> _Фрагмент текста_:
=====

Относительно едва ли не преобладающего числа византийских авторов и исторических лиц современному историку хотелось бы в точности знать, были они истинно христианами или втайне язычниками. Дело не в нехватке исторического материала, а в том, что мы от себя навязываем византийцам вопрос, который они сами не спешили ставить и даже поставив решать. Конечно, со времен Юстиниана православное вероисповедание стало официальным требованием. Но принудительная, часто инквизиторская христианизация не преодолевала душевную раздвоенность, скорее наоборот. Спустя девять веков после Юстиниана с первым ослаблением вероисповедного контроля Византия дала целую школу девственного язычества Гемиста Плифона, чьи ученики удивили своей религиозной свободой Запад.
За пышным многословием византийского стиля стоит нерешенность или, вернее, природная неготовность занять окончательно ту или другую позицию. Текст сплетается или слепливается из слов как мозаика. Обязательная заполненность разноцветными камнями всего выделенного для мозаичного изображения пространства – обязательная черта этого стиля. Сплошностью гармоничного целого предполагается цельная устроенность мысли, завершенная архитектура ума, вступление благополучного сознания в свою торжествующую фазу.
Ум конечно никогда не равен своему устроению. В нем есть видящий взгляд, который увидеть невозможно. Он остается отдельным от всякого строя. О нем нельзя сказать, что он не гармония, хотя бы потому что мы его не знаем, но по той же причине его нельзя и отождествить с гармонией. Думая об этом, имея это в виду, Платон не получает положительного ответа на вопрос, гармония ли душа. Называть ее несогласием, зная, на какой мир она бывает способна, нелепо, но отождествить ее с гармонией не удается. Интересно, что в хорошем классическом стиле отделки византийского храма мозаика не занимает всей внутренней поверхности потолка и стен. Возможно, о признании негармонизируемости целого говорит избирательность византийской литературы, оставившей нетронутыми важные темы.
Устройство византийского храма заслуживает внимания. В нашей летописи под 987 годом читаем:
[…] и придохо[мъ] же в Греки и ведодша ны идеже служат Богу своему и не свемы на небесе ли есмы были ли на земли несть бо на земли такаго вида ли красоты такоя и не доумеем бо сказати токмо то вемы яко оньде Бог с человеки пребывает и есть служба их паче всех странъ мы убо не можем забыти красоты тоя всяк бо человекъ аще оукуси сладка последи горести не приимаеть тако и мы не има[мъ] сде быти[462].

=====

> _Набор данных_:

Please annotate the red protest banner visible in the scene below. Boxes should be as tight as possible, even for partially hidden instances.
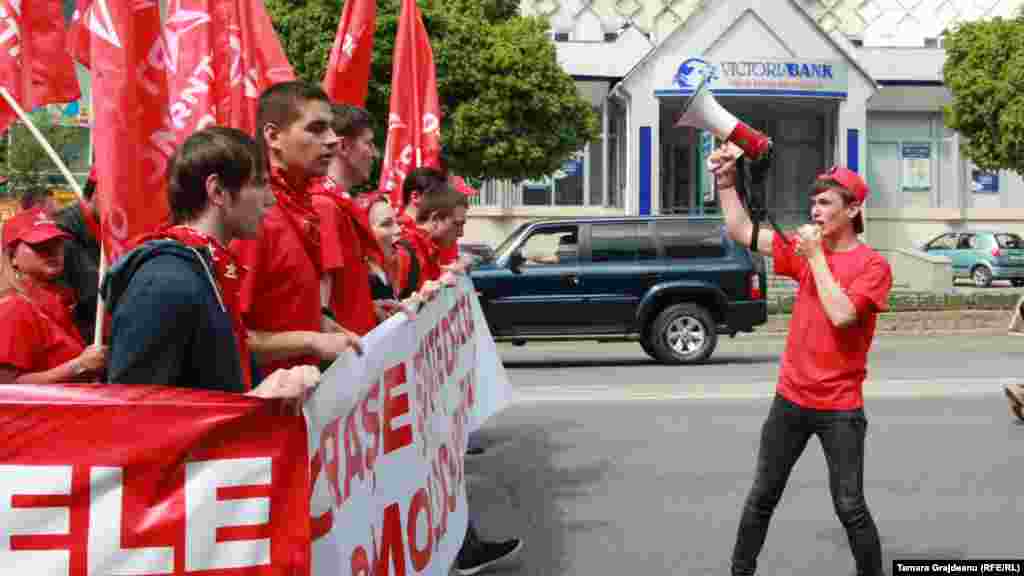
[323,0,377,107]
[0,0,82,132]
[380,0,441,209]
[0,385,310,576]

=====

> _Упражнения_:
A: Ответьте по фрагменту о византийском стиле:
(i) Что со времен Юстиниана стало официальным требованием?
(ii) С чем в тексте сравнивается то, как сплетается текст византийского стиля?
(iii) Под каким годом в летописи помещено приведенное место?
B: Напишите продолжение фрагмента о византийском стиле: один абзац, который идет сразу после летописной цитаты.

> _Ответы_:
A:
(i) Православное вероисповедание.
(ii) С мозаикой.
(iii) Под 987 годом.

B:
В пересказе и переводе современного описателя этого события:
[Посланцы Владимира] люди своего времени, они нерасчлененно воспринимали окружающий их мир – прекрасное, несомненно, являлось для них в той же степени истинным […] Даже и сегодня Константинопольская София […] способна потрясти воображение человека, заставить его забыть о сиюминутном, открыть для него как бы иной мир, соединяющий небесное и земное. Что же говорить о тех временах, когда храм этот был в полном своем величии и великолепии […] «И пришли мы в Греческую землю, и ввели нас туда, где служат они Богу своему, и не знали – на небе или на земле мы, ибо нет на земле такого зрелища и красоты такой, и не знаем, как и рассказать об этом. Знаем только, что пребывает там Бог с людьми, и служба их лучше, чем во всех странах. Не можем забыть красоты той, ибо каждый, если вкусит сладости, не возьмет потом горького. Так и мы – не можем уже оставаться прежними[463].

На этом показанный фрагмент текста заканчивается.